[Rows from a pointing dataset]
↓

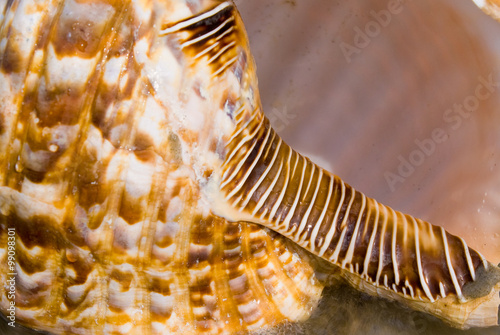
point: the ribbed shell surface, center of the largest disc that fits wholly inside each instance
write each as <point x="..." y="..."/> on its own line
<point x="110" y="120"/>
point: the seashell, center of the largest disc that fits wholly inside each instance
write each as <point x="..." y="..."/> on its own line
<point x="129" y="185"/>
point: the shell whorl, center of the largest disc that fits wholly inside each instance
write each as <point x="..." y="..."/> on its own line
<point x="265" y="181"/>
<point x="107" y="131"/>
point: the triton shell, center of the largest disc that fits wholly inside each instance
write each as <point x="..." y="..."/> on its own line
<point x="145" y="192"/>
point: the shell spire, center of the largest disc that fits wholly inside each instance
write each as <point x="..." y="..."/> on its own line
<point x="490" y="7"/>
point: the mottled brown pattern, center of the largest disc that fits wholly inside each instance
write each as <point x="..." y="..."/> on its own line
<point x="264" y="181"/>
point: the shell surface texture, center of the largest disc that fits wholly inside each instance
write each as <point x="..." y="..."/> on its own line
<point x="143" y="191"/>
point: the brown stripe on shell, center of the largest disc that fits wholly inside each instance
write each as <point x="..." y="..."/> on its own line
<point x="112" y="234"/>
<point x="212" y="37"/>
<point x="271" y="184"/>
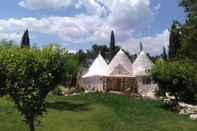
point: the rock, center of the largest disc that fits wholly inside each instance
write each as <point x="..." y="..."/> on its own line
<point x="193" y="116"/>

↑

BRIEF
Write out all of the items above word for word, leaving out the pictures.

EXERCISE SOLUTION
point: the ribbed shell surface, center of the largest disc that fits wholly inside each instance
write each as <point x="..." y="..."/> on its own line
<point x="110" y="120"/>
point: the seashell, center of the largest disc that fits wholly inside each instance
write each as <point x="..." y="..."/> on its own line
<point x="129" y="185"/>
point: the shell whorl, center of the largest disc that fits wholly inside each instance
write each as <point x="..." y="..."/> on its own line
<point x="265" y="181"/>
<point x="107" y="131"/>
point: the triton shell, center of the largest disc that fits wholly inside each instance
write each as <point x="..." y="..."/> on its own line
<point x="145" y="192"/>
point: the shell spire, center of the largest disc that fits wholly inside each instance
write each as <point x="..." y="..."/> on its own line
<point x="490" y="7"/>
point: the mottled brown pattern, center of the largest disc that fits wholly inside each instance
write each as <point x="..." y="..."/> on its own line
<point x="264" y="181"/>
point: the shell surface texture, center of the largest disc that fits wholly inside each instance
write each as <point x="..." y="..."/> on its own line
<point x="143" y="191"/>
point: the brown stripe on shell, center of the largest disc that fits wholly inside each instance
write each as <point x="..." y="..."/> on its own line
<point x="112" y="234"/>
<point x="212" y="37"/>
<point x="271" y="184"/>
point: the rock, center of the largest disc that fits wholly inside each instance
write each as <point x="..." y="..."/> on its own line
<point x="193" y="116"/>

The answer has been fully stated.